* TASK LIST
A: Using the PYRAMID proposal below, decide whether each statement agrees with it. Answer yes or no and quote the words that settle it.
(i) PYRAMID is written in C.
(ii) The current version of the tool has been downloaded more than 100 times.
(iii) The planned work requires adding new numerical techniques to the library.
B: Answer these questions from the PYRAMID proposal below, one line each.
(i) Under which program was the library developed?
(ii) Whose techniques is the unstructured adaptive mesh coarsening based on?
(iii) Which project that models surface deformation used the tool?

* PAGE EXTRACT
☆ ☆ ☆ ☆
|
|
|
Enhancing the Pyramid Parallel Unstructured Adaptive Mesh Refinement Library
|
|
|
| The objective of this proposal is to introduce significant and relevant enhancements to the PYRAMID parallel unstructured adaptive mesh refinement library. Developed under the ESTO Computational Technologies Program, this freely available tool is currently used for large-scale mesh generation and solution adaptive mesh refinement for Earth and space science applications. More than 100 downloads of the current version of the tool exist, but there is growing interest in the research, commercial and private sector for additional functionallity to be incorporated into the tool. This proposal will add such features including improved memory usage, support for commercial mesh generator formats such as NASTRAN, IDEAS, Solidworks, and Unigraphics, full implementation of the C interface, a web tutorial for on-line training, additional improvements to mesh coarsening routines, retrofitting of 3D features to the 2D version, and parallel I/O support. AISR has supported similar activities for other AMR too development in the past so this proposal is relevant to the goals of the program.
The work will be accomplished by redesigning aspects of the central data structure to more effectively handle memory usage while providing support for unstructured adaptive mesh coarsening (based on techniques of R. Lohner) with quality control. (Quality control prevents creation of elements with poor geometry as the mesh structure changes.) Translators will be generated to support the commercial mesh generation formats, routines will be added to the C-interface library since PYRAMID is written in Fortran 95, and large-scale I/O will be managed using either HDF-5 and/or aspects of MPI-IO. No new numerical techniques need to be added to the library.
This work is significant to the objectives of the solicitation as it is cross-cutting and bridges NASA SMD interests in Earth and Space science. One of the major challenges facing these communities involves modeling and interpretation of data from observational measurements. As missions are planned, and as results are obtained, achieving analysis goals will depend on coupling physics-based solvers with advanced mesh/grid infrastructure tools for parallel computers, such as Project Columbia and others. This ranges from understand Earthquake science to modeling of space physics phenomena. We have, for example, used this tool as part of the Quakesim project that models surface deformation for active tectonics and other Solid Earth processes. Such a capability is directly relevant to the development of an InSAR analysis system as large-scale adaptive grids, when coupled with geophysics solvers, can assimilate InSAR measurements to model deformation processes. It has also been used for magnetosphere flow modeling as part of Earth-Sun system simulation models as well as problems in structural mechanics engineering.
This proposal responds to the following NASA strategic objective: Conduct a program of research and technology development to advance Earth observation from space, improve scientific understanding, and demonstrate new technologies with the potential to improve future operational systems. |
|
|
☆ ☆ ☆ ☆
* DATA
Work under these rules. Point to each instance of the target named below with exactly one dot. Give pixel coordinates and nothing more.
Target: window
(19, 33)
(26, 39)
☆ ☆ ☆ ☆
* RESULTS OF THE TASKS
A:
(i) No: "since PYRAMID is written in Fortran 95"
(ii) Yes: "More than 100 downloads of the current version of the tool exist"
(iii) No: "No new numerical techniques need to be added to the library."

B:
(i) The ESTO Computational Technologies Program
(ii) R. Lohner
(iii) The Quakesim project